## [Short problem]
Take the records underneath and set them down exactly.

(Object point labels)
◆ ◆ ◆ ◆

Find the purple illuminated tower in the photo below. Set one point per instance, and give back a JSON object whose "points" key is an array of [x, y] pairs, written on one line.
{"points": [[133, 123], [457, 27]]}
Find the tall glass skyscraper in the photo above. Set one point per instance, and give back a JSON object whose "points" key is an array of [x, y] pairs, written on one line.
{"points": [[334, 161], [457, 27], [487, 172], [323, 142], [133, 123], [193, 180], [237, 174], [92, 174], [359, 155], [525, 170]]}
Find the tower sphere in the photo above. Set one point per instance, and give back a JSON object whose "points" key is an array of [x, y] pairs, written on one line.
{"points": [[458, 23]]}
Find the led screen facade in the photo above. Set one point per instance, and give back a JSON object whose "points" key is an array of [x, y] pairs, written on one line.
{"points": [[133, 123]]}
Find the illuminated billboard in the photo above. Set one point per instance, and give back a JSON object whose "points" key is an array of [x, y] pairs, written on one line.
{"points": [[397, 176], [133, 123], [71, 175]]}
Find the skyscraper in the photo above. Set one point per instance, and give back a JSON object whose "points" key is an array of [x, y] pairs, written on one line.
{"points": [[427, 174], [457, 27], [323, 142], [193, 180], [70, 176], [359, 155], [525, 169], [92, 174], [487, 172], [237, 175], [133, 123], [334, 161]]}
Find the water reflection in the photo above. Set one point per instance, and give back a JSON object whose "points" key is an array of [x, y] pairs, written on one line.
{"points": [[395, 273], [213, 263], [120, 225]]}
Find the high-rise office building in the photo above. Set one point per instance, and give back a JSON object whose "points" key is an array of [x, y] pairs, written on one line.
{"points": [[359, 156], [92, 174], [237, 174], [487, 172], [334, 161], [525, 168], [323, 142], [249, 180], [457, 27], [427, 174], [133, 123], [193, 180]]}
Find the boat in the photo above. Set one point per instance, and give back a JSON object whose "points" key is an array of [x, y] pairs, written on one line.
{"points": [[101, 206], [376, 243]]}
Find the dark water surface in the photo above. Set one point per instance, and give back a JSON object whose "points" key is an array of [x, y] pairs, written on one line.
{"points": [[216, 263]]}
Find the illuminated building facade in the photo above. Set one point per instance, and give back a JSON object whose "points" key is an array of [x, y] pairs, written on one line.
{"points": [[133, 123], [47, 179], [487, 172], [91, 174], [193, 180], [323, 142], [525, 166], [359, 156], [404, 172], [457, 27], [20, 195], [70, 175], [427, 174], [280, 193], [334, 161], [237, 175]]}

◆ ◆ ◆ ◆

## [Exercise output]
Find the purple illuminated tower in the photo below. Set one point per instance, and give back a JSON object whose "points" key is an array of [x, y] pairs, written on one line.
{"points": [[133, 123], [457, 27]]}
Find the tall glass skyscraper in the photo above. Set one point per instance, and give back a JSON object whose "points" key is an array of [x, y] pairs, written on one line.
{"points": [[334, 161], [457, 27], [487, 172], [323, 142], [133, 123], [193, 180], [237, 174], [92, 174], [359, 155], [525, 170]]}
Find the tower sphere in the photo above. Set one point per instance, and give back a JSON object whose "points" key is an array of [x, y] pairs, written on one line.
{"points": [[458, 23]]}
Find the led screen facade in the photo above. Set one point per instance, and give back a JSON object whose "points" key is an array of [x, y] pairs, written on one line.
{"points": [[133, 123]]}
Find the illuminated billboard in the photo above. Set one point per instance, and give back a JSON object whose "points" key is an array of [x, y] pairs, written on one line.
{"points": [[397, 176], [133, 123], [71, 175]]}
Find the skyscraper in the photo above. Set one point per instance, and give back a JSON object whose "points" key is an array of [x, y] pairs, written on one line.
{"points": [[427, 174], [457, 27], [323, 142], [193, 180], [70, 176], [359, 155], [525, 169], [92, 174], [487, 172], [237, 175], [133, 123], [334, 161]]}
Find the water reflection in the photo above. Set one point per instance, and give back a JSON object whose "points" key is an array of [x, y] pairs, written on one line.
{"points": [[395, 273], [213, 263], [120, 225]]}
Find the high-rise office building in the photo above. Set one point per instance, and give back a JSON object whose "points" key is an array of [x, y] pairs, written on one line.
{"points": [[359, 156], [92, 174], [237, 174], [487, 172], [334, 161], [525, 168], [323, 142], [249, 180], [457, 27], [427, 174], [133, 123], [193, 180]]}
Find the boat in the photo above. Set one point per instance, and give back a JSON object whose "points" key is an array of [x, y] pairs, written on one line.
{"points": [[101, 206], [376, 243]]}
Find the dark water surface in the photo above. Set one point per instance, and give back a JSON object whose "points" key is an array of [x, y] pairs, written on one line.
{"points": [[216, 263]]}
Find the illuminated building facade in the photo above. Set one point per instance, and give back a JSON object whose "points" key is an array of [x, y] pairs, written on one line.
{"points": [[133, 123], [47, 179], [487, 172], [91, 174], [193, 180], [323, 142], [525, 166], [359, 156], [404, 172], [457, 27], [20, 195], [70, 175], [427, 174], [280, 193], [334, 161], [237, 175]]}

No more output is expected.